------ EXCERPTED RECORDS ------

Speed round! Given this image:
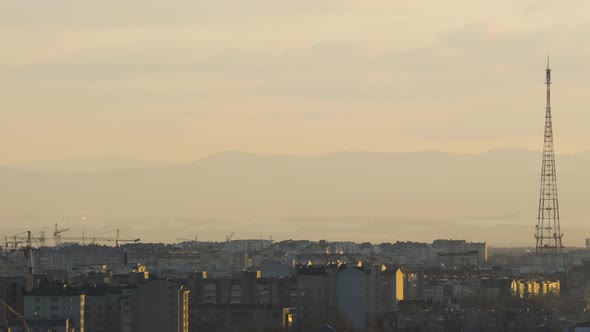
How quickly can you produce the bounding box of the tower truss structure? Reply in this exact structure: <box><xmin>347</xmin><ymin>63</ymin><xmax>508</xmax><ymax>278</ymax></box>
<box><xmin>535</xmin><ymin>58</ymin><xmax>563</xmax><ymax>269</ymax></box>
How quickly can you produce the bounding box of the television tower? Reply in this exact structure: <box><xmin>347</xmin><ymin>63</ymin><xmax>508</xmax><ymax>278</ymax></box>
<box><xmin>535</xmin><ymin>57</ymin><xmax>563</xmax><ymax>270</ymax></box>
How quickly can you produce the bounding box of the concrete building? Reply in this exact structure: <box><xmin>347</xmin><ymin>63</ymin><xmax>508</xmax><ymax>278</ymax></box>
<box><xmin>81</xmin><ymin>285</ymin><xmax>122</xmax><ymax>332</ymax></box>
<box><xmin>0</xmin><ymin>277</ymin><xmax>25</xmax><ymax>326</ymax></box>
<box><xmin>338</xmin><ymin>266</ymin><xmax>367</xmax><ymax>331</ymax></box>
<box><xmin>23</xmin><ymin>282</ymin><xmax>86</xmax><ymax>332</ymax></box>
<box><xmin>121</xmin><ymin>280</ymin><xmax>189</xmax><ymax>332</ymax></box>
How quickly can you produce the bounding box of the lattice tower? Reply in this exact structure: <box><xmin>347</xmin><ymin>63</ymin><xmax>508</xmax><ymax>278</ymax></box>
<box><xmin>535</xmin><ymin>59</ymin><xmax>563</xmax><ymax>269</ymax></box>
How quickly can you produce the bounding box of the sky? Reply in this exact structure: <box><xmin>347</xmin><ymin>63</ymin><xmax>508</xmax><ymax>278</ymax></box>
<box><xmin>0</xmin><ymin>0</ymin><xmax>590</xmax><ymax>165</ymax></box>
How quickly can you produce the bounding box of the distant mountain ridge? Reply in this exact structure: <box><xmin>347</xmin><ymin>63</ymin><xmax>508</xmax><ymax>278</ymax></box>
<box><xmin>0</xmin><ymin>149</ymin><xmax>590</xmax><ymax>245</ymax></box>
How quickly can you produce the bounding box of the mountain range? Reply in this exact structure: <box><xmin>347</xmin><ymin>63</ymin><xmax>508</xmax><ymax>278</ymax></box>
<box><xmin>0</xmin><ymin>148</ymin><xmax>590</xmax><ymax>246</ymax></box>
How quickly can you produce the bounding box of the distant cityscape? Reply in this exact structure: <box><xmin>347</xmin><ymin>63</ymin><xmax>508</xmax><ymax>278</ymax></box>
<box><xmin>0</xmin><ymin>53</ymin><xmax>590</xmax><ymax>332</ymax></box>
<box><xmin>0</xmin><ymin>236</ymin><xmax>590</xmax><ymax>332</ymax></box>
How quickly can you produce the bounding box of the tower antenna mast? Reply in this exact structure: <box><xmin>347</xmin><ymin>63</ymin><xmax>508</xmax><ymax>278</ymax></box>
<box><xmin>535</xmin><ymin>57</ymin><xmax>563</xmax><ymax>270</ymax></box>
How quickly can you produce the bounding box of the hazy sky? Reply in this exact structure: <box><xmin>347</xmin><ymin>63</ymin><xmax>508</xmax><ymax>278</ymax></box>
<box><xmin>0</xmin><ymin>0</ymin><xmax>590</xmax><ymax>165</ymax></box>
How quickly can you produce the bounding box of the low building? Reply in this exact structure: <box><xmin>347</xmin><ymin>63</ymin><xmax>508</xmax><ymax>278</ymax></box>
<box><xmin>23</xmin><ymin>281</ymin><xmax>86</xmax><ymax>332</ymax></box>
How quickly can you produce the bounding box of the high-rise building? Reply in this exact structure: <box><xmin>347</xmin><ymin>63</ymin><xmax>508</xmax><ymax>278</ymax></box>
<box><xmin>121</xmin><ymin>279</ymin><xmax>189</xmax><ymax>332</ymax></box>
<box><xmin>24</xmin><ymin>281</ymin><xmax>86</xmax><ymax>332</ymax></box>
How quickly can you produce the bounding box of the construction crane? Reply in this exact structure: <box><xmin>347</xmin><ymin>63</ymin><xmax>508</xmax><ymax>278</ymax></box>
<box><xmin>61</xmin><ymin>229</ymin><xmax>141</xmax><ymax>247</ymax></box>
<box><xmin>53</xmin><ymin>224</ymin><xmax>70</xmax><ymax>246</ymax></box>
<box><xmin>176</xmin><ymin>235</ymin><xmax>199</xmax><ymax>242</ymax></box>
<box><xmin>225</xmin><ymin>232</ymin><xmax>235</xmax><ymax>242</ymax></box>
<box><xmin>4</xmin><ymin>231</ymin><xmax>47</xmax><ymax>250</ymax></box>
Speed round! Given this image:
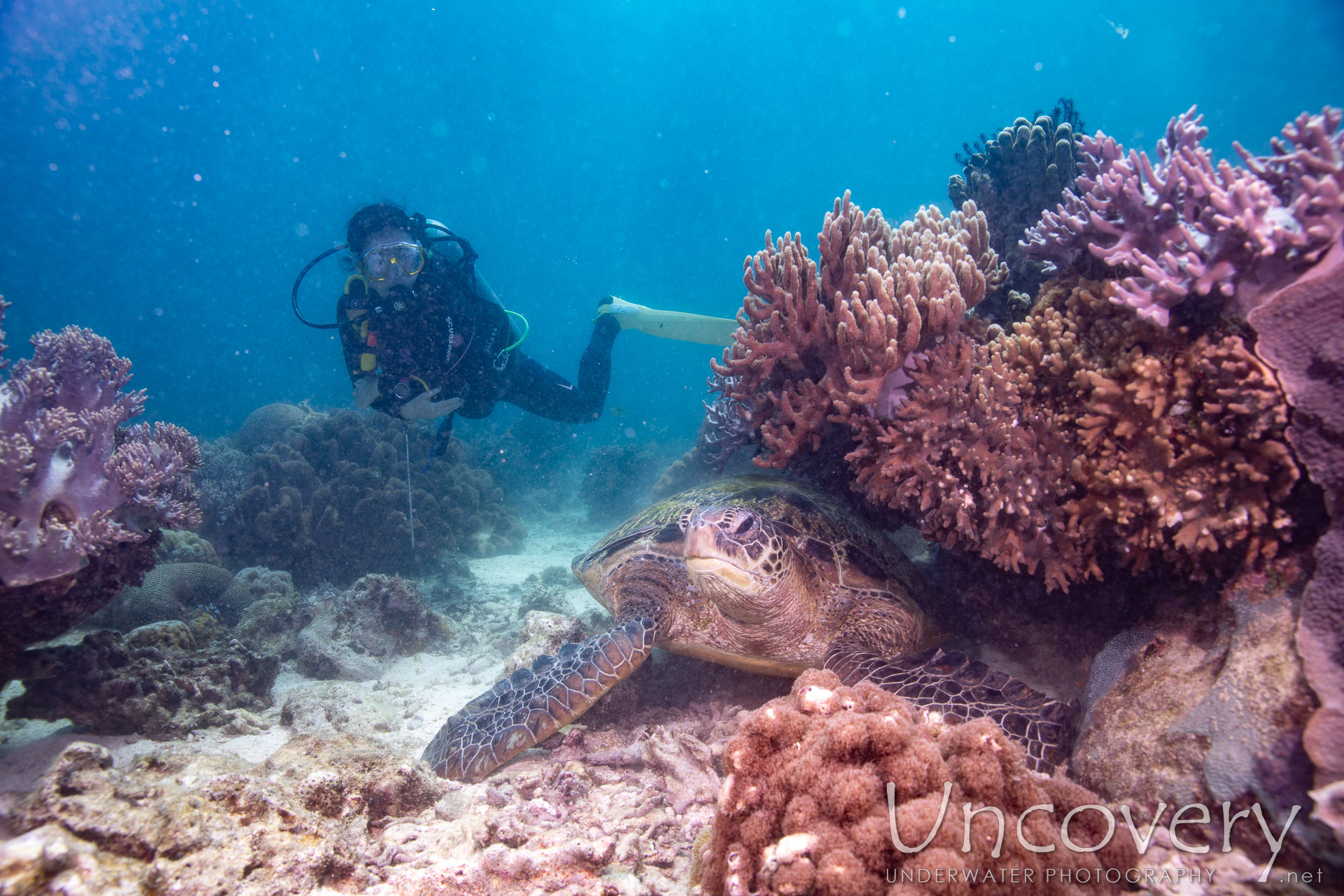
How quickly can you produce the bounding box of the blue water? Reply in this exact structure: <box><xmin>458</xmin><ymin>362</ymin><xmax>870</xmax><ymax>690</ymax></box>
<box><xmin>0</xmin><ymin>0</ymin><xmax>1344</xmax><ymax>442</ymax></box>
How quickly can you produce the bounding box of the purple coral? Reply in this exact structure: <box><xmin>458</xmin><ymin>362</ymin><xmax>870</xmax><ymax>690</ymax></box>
<box><xmin>1020</xmin><ymin>106</ymin><xmax>1344</xmax><ymax>326</ymax></box>
<box><xmin>0</xmin><ymin>307</ymin><xmax>200</xmax><ymax>587</ymax></box>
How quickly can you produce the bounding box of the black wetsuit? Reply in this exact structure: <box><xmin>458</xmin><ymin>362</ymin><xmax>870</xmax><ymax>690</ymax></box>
<box><xmin>336</xmin><ymin>247</ymin><xmax>621</xmax><ymax>434</ymax></box>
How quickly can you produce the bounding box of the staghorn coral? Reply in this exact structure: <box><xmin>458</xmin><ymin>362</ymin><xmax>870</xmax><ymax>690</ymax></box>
<box><xmin>704</xmin><ymin>671</ymin><xmax>1137</xmax><ymax>896</ymax></box>
<box><xmin>206</xmin><ymin>411</ymin><xmax>527</xmax><ymax>587</ymax></box>
<box><xmin>948</xmin><ymin>99</ymin><xmax>1082</xmax><ymax>300</ymax></box>
<box><xmin>711</xmin><ymin>191</ymin><xmax>1008</xmax><ymax>468</ymax></box>
<box><xmin>1021</xmin><ymin>106</ymin><xmax>1344</xmax><ymax>326</ymax></box>
<box><xmin>0</xmin><ymin>300</ymin><xmax>200</xmax><ymax>589</ymax></box>
<box><xmin>7</xmin><ymin>630</ymin><xmax>279</xmax><ymax>740</ymax></box>
<box><xmin>847</xmin><ymin>281</ymin><xmax>1298</xmax><ymax>589</ymax></box>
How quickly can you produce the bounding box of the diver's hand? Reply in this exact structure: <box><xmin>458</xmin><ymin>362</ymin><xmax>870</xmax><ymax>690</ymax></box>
<box><xmin>355</xmin><ymin>376</ymin><xmax>378</xmax><ymax>411</ymax></box>
<box><xmin>400</xmin><ymin>387</ymin><xmax>462</xmax><ymax>421</ymax></box>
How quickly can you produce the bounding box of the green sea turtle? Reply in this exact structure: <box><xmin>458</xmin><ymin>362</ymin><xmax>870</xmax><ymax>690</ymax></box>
<box><xmin>425</xmin><ymin>475</ymin><xmax>1074</xmax><ymax>780</ymax></box>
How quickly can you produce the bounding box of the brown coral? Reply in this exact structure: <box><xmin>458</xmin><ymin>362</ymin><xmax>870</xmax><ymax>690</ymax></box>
<box><xmin>848</xmin><ymin>281</ymin><xmax>1298</xmax><ymax>589</ymax></box>
<box><xmin>711</xmin><ymin>191</ymin><xmax>1008</xmax><ymax>468</ymax></box>
<box><xmin>704</xmin><ymin>671</ymin><xmax>1135</xmax><ymax>896</ymax></box>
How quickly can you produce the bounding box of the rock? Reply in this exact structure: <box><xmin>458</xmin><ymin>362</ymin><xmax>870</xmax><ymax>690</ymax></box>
<box><xmin>7</xmin><ymin>623</ymin><xmax>279</xmax><ymax>740</ymax></box>
<box><xmin>126</xmin><ymin>620</ymin><xmax>196</xmax><ymax>652</ymax></box>
<box><xmin>500</xmin><ymin>610</ymin><xmax>583</xmax><ymax>678</ymax></box>
<box><xmin>298</xmin><ymin>573</ymin><xmax>451</xmax><ymax>681</ymax></box>
<box><xmin>111</xmin><ymin>563</ymin><xmax>253</xmax><ymax>631</ymax></box>
<box><xmin>0</xmin><ymin>736</ymin><xmax>444</xmax><ymax>896</ymax></box>
<box><xmin>155</xmin><ymin>529</ymin><xmax>219</xmax><ymax>566</ymax></box>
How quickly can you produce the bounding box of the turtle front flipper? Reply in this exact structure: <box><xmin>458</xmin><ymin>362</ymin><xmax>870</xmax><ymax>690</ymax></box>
<box><xmin>424</xmin><ymin>617</ymin><xmax>657</xmax><ymax>780</ymax></box>
<box><xmin>825</xmin><ymin>648</ymin><xmax>1079</xmax><ymax>775</ymax></box>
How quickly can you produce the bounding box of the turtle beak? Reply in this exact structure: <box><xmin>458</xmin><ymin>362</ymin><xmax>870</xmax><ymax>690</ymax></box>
<box><xmin>684</xmin><ymin>507</ymin><xmax>760</xmax><ymax>591</ymax></box>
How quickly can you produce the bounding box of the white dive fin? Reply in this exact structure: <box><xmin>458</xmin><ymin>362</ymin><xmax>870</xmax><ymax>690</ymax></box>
<box><xmin>612</xmin><ymin>295</ymin><xmax>738</xmax><ymax>345</ymax></box>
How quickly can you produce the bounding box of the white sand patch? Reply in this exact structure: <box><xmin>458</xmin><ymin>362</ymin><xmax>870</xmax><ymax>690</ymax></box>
<box><xmin>0</xmin><ymin>520</ymin><xmax>606</xmax><ymax>792</ymax></box>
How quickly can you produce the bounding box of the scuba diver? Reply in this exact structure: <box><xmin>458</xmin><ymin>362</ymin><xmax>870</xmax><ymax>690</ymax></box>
<box><xmin>336</xmin><ymin>203</ymin><xmax>621</xmax><ymax>438</ymax></box>
<box><xmin>290</xmin><ymin>203</ymin><xmax>738</xmax><ymax>446</ymax></box>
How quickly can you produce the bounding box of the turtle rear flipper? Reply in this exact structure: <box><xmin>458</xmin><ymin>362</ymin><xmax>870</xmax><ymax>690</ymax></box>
<box><xmin>825</xmin><ymin>648</ymin><xmax>1079</xmax><ymax>775</ymax></box>
<box><xmin>424</xmin><ymin>617</ymin><xmax>657</xmax><ymax>780</ymax></box>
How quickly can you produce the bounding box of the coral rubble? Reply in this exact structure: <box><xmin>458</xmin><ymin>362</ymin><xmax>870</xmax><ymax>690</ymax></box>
<box><xmin>704</xmin><ymin>671</ymin><xmax>1137</xmax><ymax>896</ymax></box>
<box><xmin>111</xmin><ymin>563</ymin><xmax>254</xmax><ymax>631</ymax></box>
<box><xmin>298</xmin><ymin>573</ymin><xmax>451</xmax><ymax>681</ymax></box>
<box><xmin>207</xmin><ymin>411</ymin><xmax>527</xmax><ymax>587</ymax></box>
<box><xmin>8</xmin><ymin>631</ymin><xmax>279</xmax><ymax>740</ymax></box>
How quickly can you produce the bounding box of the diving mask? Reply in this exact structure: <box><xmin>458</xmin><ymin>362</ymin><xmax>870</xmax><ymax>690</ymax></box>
<box><xmin>360</xmin><ymin>241</ymin><xmax>425</xmax><ymax>281</ymax></box>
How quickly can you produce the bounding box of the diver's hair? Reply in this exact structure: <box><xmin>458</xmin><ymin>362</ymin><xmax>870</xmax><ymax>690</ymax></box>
<box><xmin>345</xmin><ymin>202</ymin><xmax>419</xmax><ymax>255</ymax></box>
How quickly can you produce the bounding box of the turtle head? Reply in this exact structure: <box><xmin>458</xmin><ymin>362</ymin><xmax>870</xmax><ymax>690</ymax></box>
<box><xmin>681</xmin><ymin>505</ymin><xmax>794</xmax><ymax>623</ymax></box>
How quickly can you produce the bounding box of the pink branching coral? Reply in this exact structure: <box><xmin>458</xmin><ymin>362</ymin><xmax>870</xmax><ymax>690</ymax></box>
<box><xmin>1021</xmin><ymin>106</ymin><xmax>1344</xmax><ymax>326</ymax></box>
<box><xmin>703</xmin><ymin>669</ymin><xmax>1137</xmax><ymax>896</ymax></box>
<box><xmin>847</xmin><ymin>281</ymin><xmax>1298</xmax><ymax>591</ymax></box>
<box><xmin>711</xmin><ymin>191</ymin><xmax>1008</xmax><ymax>468</ymax></box>
<box><xmin>0</xmin><ymin>307</ymin><xmax>200</xmax><ymax>587</ymax></box>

------

● **DIRECTIONS FOR THIS TASK**
Gather every line of the material above that holds the word "coral", and copy each one out in full. Case counts.

● **FINAL RESULT**
How quickly can you produce the bounding box of the purple coral? Reply in this exact structure: <box><xmin>458</xmin><ymin>362</ymin><xmax>870</xmax><ymax>690</ymax></box>
How quickly can you produce the bounding box of the staghorn coral? Reply in this exact structure: <box><xmin>458</xmin><ymin>362</ymin><xmax>870</xmax><ymax>690</ymax></box>
How quickly can you produce the bounding box of the brown coral? Reply in this exact structure: <box><xmin>458</xmin><ymin>362</ymin><xmax>870</xmax><ymax>690</ymax></box>
How quickly can you produce the bounding box of the coral rubble? Reply in this exact structure: <box><xmin>458</xmin><ymin>362</ymin><xmax>870</xmax><ymax>690</ymax></box>
How quickly can you produce the bounding box of the pink branching coral? Reply in this exact structure: <box><xmin>458</xmin><ymin>362</ymin><xmax>870</xmax><ymax>690</ymax></box>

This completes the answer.